(Beginning of Data to process)
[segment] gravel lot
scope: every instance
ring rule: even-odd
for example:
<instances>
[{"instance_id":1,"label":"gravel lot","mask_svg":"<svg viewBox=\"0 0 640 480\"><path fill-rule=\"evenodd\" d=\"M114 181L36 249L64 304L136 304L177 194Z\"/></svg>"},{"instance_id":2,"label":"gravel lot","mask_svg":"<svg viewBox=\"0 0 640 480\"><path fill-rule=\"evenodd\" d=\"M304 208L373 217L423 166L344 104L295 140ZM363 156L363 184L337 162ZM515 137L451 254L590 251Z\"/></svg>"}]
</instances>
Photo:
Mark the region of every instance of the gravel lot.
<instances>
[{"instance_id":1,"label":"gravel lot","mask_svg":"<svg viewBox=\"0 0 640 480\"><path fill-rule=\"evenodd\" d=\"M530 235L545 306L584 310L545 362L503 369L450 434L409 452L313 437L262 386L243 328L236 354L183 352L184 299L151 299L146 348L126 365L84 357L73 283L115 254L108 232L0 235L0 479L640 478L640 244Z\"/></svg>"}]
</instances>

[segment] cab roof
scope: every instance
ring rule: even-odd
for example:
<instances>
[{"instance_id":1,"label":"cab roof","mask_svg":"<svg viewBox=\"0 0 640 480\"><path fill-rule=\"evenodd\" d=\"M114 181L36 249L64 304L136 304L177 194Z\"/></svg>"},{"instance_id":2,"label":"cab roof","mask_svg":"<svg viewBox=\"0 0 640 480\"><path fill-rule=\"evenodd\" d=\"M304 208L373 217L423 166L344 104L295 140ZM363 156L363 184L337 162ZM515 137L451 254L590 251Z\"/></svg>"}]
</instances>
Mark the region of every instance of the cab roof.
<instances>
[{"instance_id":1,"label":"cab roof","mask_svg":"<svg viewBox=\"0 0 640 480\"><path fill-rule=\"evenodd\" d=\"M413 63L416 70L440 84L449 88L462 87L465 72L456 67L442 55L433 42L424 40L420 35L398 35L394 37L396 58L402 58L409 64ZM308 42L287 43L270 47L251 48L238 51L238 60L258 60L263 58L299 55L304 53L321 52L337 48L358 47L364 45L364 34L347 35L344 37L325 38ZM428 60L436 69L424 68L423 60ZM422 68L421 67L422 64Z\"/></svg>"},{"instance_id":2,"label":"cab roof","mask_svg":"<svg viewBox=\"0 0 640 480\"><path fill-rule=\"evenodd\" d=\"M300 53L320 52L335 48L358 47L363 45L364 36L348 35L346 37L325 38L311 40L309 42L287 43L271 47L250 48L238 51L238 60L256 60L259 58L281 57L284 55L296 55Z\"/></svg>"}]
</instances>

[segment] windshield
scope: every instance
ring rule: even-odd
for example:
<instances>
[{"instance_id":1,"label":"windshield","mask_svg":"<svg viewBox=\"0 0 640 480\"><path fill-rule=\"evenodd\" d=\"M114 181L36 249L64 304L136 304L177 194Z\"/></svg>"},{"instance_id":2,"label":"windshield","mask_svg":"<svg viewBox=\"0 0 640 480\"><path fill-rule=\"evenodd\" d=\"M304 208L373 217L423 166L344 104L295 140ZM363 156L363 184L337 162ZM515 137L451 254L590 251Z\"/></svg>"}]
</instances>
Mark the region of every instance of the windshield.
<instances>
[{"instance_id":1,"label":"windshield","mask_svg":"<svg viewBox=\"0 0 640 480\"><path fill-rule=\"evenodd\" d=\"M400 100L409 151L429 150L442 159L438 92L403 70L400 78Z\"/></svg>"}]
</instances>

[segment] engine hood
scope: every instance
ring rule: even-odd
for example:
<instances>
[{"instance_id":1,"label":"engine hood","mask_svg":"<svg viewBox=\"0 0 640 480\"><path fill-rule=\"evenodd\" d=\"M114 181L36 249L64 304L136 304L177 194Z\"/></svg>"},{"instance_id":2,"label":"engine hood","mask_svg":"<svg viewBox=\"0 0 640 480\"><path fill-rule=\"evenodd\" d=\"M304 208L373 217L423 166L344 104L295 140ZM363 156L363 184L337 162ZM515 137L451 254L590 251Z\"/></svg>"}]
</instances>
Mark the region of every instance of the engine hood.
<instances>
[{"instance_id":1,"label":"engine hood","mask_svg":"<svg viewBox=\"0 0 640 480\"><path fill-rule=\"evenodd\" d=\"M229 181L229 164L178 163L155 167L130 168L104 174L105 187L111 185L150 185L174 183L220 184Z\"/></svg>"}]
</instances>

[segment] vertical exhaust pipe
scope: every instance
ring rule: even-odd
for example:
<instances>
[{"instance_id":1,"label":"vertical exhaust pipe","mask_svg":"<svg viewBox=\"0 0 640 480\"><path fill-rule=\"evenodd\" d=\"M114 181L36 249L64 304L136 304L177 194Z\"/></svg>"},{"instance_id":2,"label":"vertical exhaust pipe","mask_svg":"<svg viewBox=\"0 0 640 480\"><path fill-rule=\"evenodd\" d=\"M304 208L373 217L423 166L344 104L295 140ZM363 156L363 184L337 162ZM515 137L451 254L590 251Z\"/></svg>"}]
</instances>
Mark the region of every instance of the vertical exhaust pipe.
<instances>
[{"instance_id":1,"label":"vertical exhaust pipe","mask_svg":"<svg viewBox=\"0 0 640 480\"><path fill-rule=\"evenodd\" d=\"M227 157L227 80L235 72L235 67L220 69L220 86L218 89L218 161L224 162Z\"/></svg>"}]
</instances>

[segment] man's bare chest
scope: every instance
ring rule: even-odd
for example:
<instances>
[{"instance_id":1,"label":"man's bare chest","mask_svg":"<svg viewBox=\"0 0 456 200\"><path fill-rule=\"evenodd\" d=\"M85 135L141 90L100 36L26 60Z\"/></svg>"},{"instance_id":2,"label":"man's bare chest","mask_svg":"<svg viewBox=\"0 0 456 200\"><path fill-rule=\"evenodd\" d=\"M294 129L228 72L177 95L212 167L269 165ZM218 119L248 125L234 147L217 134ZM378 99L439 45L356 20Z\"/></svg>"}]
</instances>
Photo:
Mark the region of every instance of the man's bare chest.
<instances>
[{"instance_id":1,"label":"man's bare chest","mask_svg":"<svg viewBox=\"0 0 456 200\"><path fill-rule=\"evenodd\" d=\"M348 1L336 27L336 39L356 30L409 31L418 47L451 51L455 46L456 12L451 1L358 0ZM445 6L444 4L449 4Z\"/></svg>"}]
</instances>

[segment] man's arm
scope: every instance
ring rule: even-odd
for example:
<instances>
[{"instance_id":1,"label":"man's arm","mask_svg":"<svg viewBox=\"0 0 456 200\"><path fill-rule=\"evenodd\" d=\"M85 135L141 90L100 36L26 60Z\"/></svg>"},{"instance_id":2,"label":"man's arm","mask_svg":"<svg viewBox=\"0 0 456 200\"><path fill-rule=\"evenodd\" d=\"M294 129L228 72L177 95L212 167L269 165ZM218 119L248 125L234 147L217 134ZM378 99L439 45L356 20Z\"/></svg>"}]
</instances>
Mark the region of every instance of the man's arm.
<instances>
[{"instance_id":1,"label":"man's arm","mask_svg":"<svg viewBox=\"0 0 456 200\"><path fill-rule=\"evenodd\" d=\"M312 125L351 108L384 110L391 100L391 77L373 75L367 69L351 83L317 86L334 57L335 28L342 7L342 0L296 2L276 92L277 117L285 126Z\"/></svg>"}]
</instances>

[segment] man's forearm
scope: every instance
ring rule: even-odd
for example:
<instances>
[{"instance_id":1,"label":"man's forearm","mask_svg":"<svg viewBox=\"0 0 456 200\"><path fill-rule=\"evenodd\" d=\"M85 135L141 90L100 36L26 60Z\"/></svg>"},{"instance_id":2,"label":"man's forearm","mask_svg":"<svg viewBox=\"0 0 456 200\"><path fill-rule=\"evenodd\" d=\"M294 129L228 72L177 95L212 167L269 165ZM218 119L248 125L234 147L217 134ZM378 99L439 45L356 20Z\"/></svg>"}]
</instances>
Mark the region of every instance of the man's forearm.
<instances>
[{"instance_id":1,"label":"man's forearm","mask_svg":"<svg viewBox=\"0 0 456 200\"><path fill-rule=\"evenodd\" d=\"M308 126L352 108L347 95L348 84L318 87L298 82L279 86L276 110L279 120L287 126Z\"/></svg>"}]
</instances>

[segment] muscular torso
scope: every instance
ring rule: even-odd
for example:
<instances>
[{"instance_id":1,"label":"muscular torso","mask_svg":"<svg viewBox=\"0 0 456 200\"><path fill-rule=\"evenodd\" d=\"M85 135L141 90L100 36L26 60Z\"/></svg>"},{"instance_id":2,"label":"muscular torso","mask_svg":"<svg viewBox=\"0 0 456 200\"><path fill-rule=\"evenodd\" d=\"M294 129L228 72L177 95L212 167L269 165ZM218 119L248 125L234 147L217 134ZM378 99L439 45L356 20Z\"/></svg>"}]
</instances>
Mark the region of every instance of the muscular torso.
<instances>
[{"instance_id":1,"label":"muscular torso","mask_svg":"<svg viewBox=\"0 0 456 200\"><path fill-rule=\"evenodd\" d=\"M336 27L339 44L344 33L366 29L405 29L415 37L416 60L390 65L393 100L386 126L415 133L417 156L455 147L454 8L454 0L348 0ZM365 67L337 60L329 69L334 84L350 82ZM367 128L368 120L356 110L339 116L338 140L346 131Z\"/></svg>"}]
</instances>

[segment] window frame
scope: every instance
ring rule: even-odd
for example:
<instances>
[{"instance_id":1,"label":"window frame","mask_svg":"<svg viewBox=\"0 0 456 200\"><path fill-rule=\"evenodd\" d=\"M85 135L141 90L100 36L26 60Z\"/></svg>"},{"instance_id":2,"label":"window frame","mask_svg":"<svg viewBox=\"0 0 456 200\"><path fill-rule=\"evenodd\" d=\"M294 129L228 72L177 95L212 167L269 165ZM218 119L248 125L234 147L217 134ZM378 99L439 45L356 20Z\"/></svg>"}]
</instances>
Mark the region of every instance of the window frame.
(End of Data to process)
Problem requirements:
Lines with "frame" in them are what the answer must contain; copy each from the records above.

Problem solution:
[segment] window frame
[{"instance_id":1,"label":"window frame","mask_svg":"<svg viewBox=\"0 0 456 200\"><path fill-rule=\"evenodd\" d=\"M85 135L141 90L100 36L26 60Z\"/></svg>"},{"instance_id":2,"label":"window frame","mask_svg":"<svg viewBox=\"0 0 456 200\"><path fill-rule=\"evenodd\" d=\"M294 129L228 72L177 95L212 167L269 165ZM218 119L248 125L234 147L217 134ZM378 99L439 45L356 20Z\"/></svg>"}]
Mark the region of every instance of the window frame.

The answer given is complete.